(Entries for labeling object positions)

----------------

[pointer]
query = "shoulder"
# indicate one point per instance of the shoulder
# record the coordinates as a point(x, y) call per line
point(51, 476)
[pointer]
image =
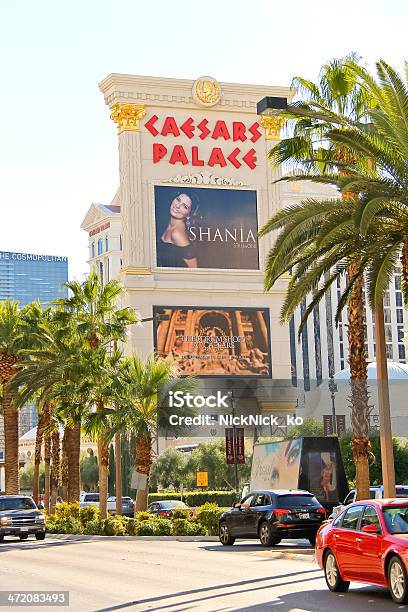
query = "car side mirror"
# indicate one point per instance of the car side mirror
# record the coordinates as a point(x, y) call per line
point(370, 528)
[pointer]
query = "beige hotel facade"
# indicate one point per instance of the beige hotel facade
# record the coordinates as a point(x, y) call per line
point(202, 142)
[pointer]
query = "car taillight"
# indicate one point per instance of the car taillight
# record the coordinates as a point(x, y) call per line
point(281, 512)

----------------

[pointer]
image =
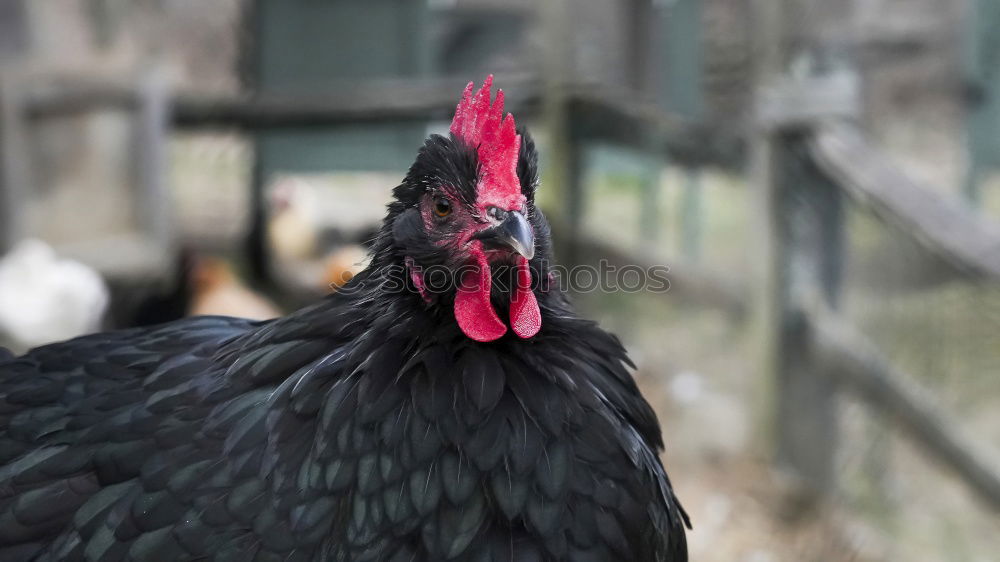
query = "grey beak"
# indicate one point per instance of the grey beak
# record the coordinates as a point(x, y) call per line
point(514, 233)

----------------

### Goal of the exercise
Identify each line in the records above that contains the string "grey", and copy every such line in full. Matching is case-sensitive.

### Result of this task
query = "grey beak"
# indicate one point per instance of the grey beak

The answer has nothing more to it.